**TASK TO CARRY OUT**
Which lines of the material below contain the word "plastic"? Copy each such line in full, and match case exactly.

**LISTING**
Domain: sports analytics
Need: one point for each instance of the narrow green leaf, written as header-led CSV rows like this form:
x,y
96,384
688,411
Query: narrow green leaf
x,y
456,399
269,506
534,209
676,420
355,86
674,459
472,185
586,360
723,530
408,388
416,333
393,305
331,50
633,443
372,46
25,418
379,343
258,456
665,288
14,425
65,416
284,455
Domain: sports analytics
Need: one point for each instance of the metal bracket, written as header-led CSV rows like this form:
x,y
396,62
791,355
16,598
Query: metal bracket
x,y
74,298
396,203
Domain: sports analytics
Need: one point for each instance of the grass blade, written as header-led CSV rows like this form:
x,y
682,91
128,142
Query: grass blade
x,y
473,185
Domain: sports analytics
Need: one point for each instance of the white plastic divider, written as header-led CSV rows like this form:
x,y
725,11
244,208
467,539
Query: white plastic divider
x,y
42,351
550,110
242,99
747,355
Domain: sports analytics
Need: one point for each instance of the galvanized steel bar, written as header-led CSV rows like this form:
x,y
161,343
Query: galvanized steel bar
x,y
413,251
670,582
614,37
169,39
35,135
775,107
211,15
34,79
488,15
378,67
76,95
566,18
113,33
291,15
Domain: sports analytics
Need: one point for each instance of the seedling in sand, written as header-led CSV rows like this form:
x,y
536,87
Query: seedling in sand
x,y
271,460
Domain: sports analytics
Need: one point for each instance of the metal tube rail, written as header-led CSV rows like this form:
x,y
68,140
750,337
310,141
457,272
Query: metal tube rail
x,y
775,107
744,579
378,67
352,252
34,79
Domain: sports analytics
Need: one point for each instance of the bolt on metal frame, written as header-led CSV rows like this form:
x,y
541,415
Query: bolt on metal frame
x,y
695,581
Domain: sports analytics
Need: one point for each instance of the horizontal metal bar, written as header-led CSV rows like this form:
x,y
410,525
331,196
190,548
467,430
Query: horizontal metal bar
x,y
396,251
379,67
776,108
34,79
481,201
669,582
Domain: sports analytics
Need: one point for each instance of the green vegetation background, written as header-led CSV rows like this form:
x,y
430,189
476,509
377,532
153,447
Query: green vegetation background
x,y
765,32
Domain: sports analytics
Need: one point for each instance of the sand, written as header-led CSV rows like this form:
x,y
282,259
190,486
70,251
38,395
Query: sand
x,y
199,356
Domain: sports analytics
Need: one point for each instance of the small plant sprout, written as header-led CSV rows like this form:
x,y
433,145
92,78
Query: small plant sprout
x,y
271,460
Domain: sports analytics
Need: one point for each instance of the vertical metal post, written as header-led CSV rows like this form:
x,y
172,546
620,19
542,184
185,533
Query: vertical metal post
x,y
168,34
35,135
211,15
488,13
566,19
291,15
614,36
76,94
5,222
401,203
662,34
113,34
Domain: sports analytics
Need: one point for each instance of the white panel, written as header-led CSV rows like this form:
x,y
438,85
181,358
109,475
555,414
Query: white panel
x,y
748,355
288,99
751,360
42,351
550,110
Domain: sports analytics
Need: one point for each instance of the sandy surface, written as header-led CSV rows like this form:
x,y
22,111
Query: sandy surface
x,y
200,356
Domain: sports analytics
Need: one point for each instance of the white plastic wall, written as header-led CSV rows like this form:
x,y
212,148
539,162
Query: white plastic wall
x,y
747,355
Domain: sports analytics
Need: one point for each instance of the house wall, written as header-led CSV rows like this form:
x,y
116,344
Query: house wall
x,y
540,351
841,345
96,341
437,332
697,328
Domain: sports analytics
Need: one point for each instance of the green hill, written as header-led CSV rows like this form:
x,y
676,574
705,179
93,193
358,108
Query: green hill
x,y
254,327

**REPLY**
Need: one point for each instance of the white plastic divider, written as header-led CSV rows like this form:
Query: white plastic divider
Need: one point for each instance of the white plastic wall, written as header-led CSV rows like this form:
Query: white plastic wall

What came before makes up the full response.